### Problem to work on:
Repeat each record exactly as written, and drop any images.

### Extracted entries:
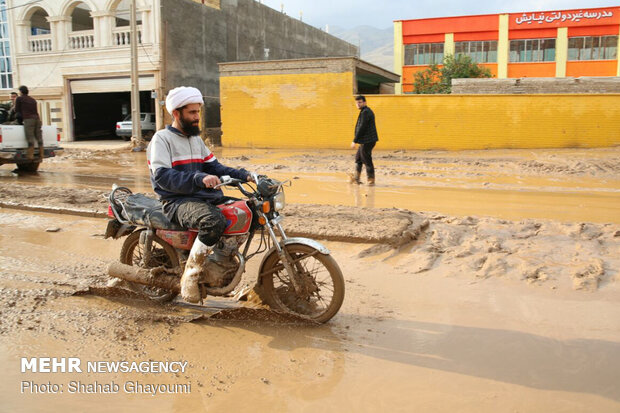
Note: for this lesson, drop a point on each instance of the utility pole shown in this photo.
(136, 127)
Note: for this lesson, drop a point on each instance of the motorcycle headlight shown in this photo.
(278, 201)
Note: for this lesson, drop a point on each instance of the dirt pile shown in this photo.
(585, 255)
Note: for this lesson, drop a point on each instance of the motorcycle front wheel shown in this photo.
(321, 278)
(162, 254)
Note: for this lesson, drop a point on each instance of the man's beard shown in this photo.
(188, 128)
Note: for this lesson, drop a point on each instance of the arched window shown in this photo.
(81, 18)
(39, 23)
(122, 14)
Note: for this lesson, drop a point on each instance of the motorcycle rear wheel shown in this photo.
(321, 271)
(162, 254)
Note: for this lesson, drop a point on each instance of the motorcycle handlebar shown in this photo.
(229, 181)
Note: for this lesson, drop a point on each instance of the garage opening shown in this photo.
(96, 114)
(98, 104)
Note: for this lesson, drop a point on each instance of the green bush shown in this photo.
(439, 80)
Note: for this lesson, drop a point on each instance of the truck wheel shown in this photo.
(28, 166)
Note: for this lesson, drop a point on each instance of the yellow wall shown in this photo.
(456, 122)
(318, 111)
(287, 111)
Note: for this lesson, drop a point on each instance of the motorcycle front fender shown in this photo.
(296, 240)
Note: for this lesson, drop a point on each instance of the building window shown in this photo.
(593, 48)
(479, 52)
(38, 23)
(532, 50)
(6, 71)
(423, 54)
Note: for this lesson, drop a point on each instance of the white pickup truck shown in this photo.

### Result below:
Note: for this lesson, drop a point on each instance of the utility pole shown in this photo.
(136, 127)
Note: for this lesson, drop a point on each instance of the motorcycle headlight shown in this photo.
(278, 201)
Note: for this lesson, drop a point on each instance of the dirt pile shown in this photo.
(585, 255)
Note: for this lesson, drop a point on each instance of the motorcycle front wheel shown in this photo.
(321, 278)
(162, 254)
Note: for this lesson, drop a point on each instance of the man's beard shown in this photo.
(188, 128)
Note: for this lesson, drop a point on each instance of the arched window shown in this photo.
(81, 18)
(39, 23)
(122, 14)
Note: for this lesson, drop a point on each instance of the motorcycle rear wheel shown in this photo.
(321, 271)
(162, 254)
Note: for this lesson, drop a point on each instance of the motorcycle handlebar shown in this photo.
(229, 181)
Note: for this lesson, drop a point on each instance of the garage opening shown in this photo.
(96, 114)
(98, 104)
Note: for this lesson, drop a point on each instance of the green bush shown in this photo.
(439, 80)
Note: for this lesson, drop a point on each instance of the truck wheel shown in this photo.
(28, 166)
Note: for this lesson, drop a point on each instance of the yellow wall shown in this photo.
(456, 122)
(318, 111)
(287, 111)
Note: for this lesson, drop a point on each instance of the motorcycle front fender shown in this photo.
(296, 240)
Note: for this lesson, drop a point on each instance of the building window shown in this photo.
(593, 48)
(479, 52)
(38, 23)
(532, 50)
(6, 71)
(423, 54)
Note: for this lesson, drop a point on each instance of the white pickup truck shown in this photo.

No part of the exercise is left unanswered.